EXCERPTED PASSAGE ▸
==================================================
None. The call is free, genuinely consultative, and ends when it ends. There’s no follow-up pressure, no manufactured urgency, and no one calling to “check in.”

We’re deliberate about this because hiring an admissions consultant is a meaningful decision — financially and in terms of trust. Pressuring candidates into a commitment before they’re ready produces bad engagements. Someone who signs up because they felt cornered is someone we’ll spend months managing instead of serving. We’d rather you take your time, compare options, talk it through, and come back only if and when it feels right.

If you decide to move forward, we’ll walk you through service options, recommend an appropriate level of support, and match you thoughtfully with a consultant. If you decide not to, or decide the timing isn’t right, that’s fine. The door stays open. Many of our strongest engagements started with a consultation months before the candidate was ready to commit. When the moment arrived, we were already aligned.

Yes — with clear-eyed caveats about what’s possible in a compressed window.

We’ve worked with candidates who came to us weeks before a cycle deadline and still produced strong applications. It requires faster pacing, tighter feedback loops, and a candidate who can execute under pressure — but the methodology doesn’t change. We still run the strategic diagnostic. We still use the Exhaustive Iterative Drafting Process. We simply compress the cycles and prioritize ruthlessly. If you have three weeks and six schools, we’ll tell you which ones to focus on now and why the others can wait.

What we won’t do is pretend that a compressed timeline yields the same result as a full one. A candidate who starts in May has more room for exploration, more iterations, and more strategic optionality than one who starts in October. That’s not opinion — it’s physics. The consulting is just as rigorous either way, but time is a resource we can’t manufacture.

Here’s the practical rule. If you’re close to a deadline and wondering whether it’s too late to call, the answer is almost certainly no. The consultation takes twenty minutes and commits you to nothing. In that time, we can tell you what’s achievable, what to prioritize, and whether engaging with us would add enough value to justify the investment at this stage. Sometimes the answer is a clear yes. Sometimes it’s “focus here, skip that, and come back next cycle.” Either way, you’ll leave with more clarity than you walked in with.

Both — and each presents a distinct strategic opportunity.
==================================================
SUPPLIED ENTRIES ▸
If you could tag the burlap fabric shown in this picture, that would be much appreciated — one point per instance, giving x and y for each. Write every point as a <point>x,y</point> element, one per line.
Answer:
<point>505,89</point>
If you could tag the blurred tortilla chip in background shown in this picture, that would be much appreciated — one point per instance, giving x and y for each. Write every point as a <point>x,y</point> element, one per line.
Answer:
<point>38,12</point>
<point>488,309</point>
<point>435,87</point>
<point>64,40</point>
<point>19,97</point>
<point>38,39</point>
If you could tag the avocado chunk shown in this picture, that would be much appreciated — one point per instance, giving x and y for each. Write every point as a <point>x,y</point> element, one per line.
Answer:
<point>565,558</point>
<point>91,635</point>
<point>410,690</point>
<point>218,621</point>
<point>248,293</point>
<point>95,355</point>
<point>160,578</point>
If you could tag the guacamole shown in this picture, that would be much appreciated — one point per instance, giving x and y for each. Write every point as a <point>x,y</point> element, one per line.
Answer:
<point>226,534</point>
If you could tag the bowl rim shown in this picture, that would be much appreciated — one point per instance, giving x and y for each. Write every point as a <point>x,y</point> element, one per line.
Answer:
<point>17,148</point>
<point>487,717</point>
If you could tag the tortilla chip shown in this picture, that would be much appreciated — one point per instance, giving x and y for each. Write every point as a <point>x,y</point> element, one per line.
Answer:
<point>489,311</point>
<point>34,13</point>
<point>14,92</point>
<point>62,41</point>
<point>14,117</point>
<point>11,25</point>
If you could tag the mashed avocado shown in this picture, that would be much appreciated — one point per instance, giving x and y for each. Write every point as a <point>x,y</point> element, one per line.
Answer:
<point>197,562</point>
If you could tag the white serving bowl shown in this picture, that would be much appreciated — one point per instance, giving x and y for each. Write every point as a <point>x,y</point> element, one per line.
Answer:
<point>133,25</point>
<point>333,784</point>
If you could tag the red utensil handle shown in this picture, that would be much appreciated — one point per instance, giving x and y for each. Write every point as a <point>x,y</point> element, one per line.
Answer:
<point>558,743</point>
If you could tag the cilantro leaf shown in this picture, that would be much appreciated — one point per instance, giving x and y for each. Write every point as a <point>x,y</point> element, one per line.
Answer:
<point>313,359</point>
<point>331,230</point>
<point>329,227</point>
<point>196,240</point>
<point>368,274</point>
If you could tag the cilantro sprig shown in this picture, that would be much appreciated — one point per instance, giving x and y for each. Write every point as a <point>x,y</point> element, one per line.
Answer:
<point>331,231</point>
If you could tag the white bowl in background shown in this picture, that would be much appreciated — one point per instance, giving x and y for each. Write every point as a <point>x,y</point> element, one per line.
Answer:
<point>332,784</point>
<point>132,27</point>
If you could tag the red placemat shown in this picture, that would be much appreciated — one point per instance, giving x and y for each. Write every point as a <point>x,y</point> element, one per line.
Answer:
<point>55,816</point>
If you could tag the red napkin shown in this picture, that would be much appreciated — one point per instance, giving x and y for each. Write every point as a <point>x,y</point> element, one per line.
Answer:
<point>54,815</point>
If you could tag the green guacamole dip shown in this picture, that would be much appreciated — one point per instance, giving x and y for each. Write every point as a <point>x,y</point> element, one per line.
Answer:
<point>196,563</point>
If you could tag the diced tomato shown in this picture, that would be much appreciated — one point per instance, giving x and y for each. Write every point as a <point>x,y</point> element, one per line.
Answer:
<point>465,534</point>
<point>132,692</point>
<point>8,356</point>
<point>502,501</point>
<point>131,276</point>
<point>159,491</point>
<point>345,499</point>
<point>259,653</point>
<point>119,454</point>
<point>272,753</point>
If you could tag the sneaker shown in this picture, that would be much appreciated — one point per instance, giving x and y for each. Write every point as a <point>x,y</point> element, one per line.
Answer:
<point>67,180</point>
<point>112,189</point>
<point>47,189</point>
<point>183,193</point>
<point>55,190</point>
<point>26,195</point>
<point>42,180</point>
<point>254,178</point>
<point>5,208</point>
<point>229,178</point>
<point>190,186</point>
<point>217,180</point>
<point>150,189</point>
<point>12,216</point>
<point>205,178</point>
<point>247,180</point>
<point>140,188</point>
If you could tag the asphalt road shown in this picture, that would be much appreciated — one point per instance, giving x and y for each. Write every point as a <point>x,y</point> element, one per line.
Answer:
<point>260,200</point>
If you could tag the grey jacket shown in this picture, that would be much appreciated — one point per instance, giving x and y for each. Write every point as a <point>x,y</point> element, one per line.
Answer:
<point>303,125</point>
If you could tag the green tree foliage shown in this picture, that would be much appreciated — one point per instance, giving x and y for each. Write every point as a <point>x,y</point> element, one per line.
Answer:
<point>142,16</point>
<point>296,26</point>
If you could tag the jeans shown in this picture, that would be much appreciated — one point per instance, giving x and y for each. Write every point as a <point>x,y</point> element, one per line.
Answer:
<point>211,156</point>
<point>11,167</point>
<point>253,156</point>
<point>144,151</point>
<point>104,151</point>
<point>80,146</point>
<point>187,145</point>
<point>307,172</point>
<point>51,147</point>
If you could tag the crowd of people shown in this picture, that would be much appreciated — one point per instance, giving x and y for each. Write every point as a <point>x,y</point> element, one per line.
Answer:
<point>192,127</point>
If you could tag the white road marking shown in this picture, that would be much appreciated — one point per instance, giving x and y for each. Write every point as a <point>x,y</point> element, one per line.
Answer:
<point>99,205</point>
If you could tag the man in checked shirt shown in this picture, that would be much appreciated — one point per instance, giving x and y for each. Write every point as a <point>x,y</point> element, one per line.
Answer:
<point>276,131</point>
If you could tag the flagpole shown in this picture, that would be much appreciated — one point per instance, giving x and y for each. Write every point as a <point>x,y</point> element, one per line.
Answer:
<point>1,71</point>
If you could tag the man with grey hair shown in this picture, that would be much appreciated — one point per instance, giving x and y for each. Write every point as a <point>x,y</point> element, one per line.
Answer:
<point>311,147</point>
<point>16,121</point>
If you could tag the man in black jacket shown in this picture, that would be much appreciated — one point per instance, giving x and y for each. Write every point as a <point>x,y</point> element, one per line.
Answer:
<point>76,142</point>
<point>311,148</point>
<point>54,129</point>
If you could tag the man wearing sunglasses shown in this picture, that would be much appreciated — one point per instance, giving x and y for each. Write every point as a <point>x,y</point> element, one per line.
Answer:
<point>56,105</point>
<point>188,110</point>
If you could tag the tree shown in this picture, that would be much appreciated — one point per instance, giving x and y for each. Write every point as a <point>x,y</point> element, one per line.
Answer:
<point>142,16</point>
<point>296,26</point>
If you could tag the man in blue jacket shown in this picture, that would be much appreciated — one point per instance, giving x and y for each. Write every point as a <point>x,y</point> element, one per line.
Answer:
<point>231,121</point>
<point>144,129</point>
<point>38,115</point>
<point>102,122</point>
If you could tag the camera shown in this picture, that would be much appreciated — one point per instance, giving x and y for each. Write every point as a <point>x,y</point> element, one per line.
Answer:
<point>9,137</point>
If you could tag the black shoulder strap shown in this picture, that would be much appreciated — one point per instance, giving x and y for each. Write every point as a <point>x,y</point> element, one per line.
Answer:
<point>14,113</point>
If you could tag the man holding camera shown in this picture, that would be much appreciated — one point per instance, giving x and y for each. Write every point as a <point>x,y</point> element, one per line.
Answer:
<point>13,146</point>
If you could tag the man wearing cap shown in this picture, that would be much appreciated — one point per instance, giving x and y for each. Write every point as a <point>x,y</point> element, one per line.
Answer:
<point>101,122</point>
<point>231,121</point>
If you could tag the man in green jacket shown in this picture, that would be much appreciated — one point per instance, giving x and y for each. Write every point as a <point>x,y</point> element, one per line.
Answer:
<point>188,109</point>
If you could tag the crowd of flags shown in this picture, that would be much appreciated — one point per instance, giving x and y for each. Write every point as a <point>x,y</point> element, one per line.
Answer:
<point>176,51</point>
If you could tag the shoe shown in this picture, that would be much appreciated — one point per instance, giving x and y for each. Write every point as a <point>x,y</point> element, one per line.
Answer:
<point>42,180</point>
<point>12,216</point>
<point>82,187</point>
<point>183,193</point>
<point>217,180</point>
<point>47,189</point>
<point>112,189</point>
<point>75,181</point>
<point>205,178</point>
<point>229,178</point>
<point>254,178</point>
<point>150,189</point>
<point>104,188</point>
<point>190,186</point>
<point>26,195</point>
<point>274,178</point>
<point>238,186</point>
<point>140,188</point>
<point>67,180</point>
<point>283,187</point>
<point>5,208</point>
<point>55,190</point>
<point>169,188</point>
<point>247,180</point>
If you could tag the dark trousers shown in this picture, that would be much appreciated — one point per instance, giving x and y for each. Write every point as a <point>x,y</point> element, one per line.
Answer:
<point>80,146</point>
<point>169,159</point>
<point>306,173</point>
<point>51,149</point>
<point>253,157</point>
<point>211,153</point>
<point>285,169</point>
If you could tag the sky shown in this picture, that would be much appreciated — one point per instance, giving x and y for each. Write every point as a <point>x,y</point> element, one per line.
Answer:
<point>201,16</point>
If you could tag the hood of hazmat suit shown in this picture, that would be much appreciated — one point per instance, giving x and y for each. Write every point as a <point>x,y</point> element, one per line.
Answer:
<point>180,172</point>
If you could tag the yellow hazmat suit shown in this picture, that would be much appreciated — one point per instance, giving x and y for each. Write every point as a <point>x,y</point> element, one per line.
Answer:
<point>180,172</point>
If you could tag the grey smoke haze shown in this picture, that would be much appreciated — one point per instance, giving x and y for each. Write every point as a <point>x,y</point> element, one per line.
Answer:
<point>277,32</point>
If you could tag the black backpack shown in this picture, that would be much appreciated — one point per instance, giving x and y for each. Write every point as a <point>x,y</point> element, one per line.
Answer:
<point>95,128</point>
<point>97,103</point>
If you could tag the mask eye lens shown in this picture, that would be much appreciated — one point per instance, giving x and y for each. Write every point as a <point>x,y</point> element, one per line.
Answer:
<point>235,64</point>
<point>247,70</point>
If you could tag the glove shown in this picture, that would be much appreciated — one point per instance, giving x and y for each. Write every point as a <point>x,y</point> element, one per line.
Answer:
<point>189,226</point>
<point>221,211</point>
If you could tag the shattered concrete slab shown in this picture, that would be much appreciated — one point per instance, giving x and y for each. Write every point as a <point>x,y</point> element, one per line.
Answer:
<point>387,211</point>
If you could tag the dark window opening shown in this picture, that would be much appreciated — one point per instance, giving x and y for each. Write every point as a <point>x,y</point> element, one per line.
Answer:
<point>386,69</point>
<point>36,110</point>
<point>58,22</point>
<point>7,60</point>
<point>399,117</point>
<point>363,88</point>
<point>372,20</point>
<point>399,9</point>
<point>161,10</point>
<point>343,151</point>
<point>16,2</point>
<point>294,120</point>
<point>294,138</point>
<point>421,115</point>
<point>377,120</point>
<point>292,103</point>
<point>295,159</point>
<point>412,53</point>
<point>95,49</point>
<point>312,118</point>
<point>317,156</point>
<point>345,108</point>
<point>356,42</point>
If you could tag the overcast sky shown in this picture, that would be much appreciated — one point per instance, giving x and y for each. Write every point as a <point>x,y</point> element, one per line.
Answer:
==================================================
TASK ITEM ▸ Continue the passage about admissions consulting from the point where it stops. The records were taken from a different source than the text.

RESPONSE TO THE TASK ▸
Reapplicants are among the highest-leverage candidates we work with. You’ve already been through the process once. You have real data — not assumptions, but actual outcomes — about what didn’t work. The question is whether you can diagnose it accurately and fix it, or whether you’ll repeat the same mistakes with slightly shinier polish. Most reapplicants who go it alone do the latter, because the hardest part of reapplication isn’t effort. It’s objectivity. We treat reapplication as a diagnostic problem first: was it positioning, essay strategy, school selection, or something structural like an LSAT score that needed another attempt? We won’t sugarcoat the assessment. If the honest answer is “your profile needs another year of development,” we’ll say so. If the answer is “the raw material was always there but the application buried it,” that’s a very different — and often more solvable — problem.

K-JD candidates face the opposite challenge. You’re not rebuilding from a prior attempt — you’re building from a thinner base of professional experience than most of the applicant pool. That isn’t a fatal disadvantage, but it does require a different strategic approach. The key is mining academic work, extracurricular leadership, research, internships, and formative personal experiences for the same signals admissions committees look for in working professionals — just sourced from different raw material. We’ve worked with enough K-JD applicants to know exactly where the narrative traps are: the personal statement that reads like a college essay, the résumé that lists activities without framing impact, the “Why Law” answer that sounds inherited rather than earned. We help you avoid all of them.

In both cases, the candidates who get the best results share the same trait: they’re willing to hear what they need to hear, not just what they want to hear. If that’s you, we’ll take it from there.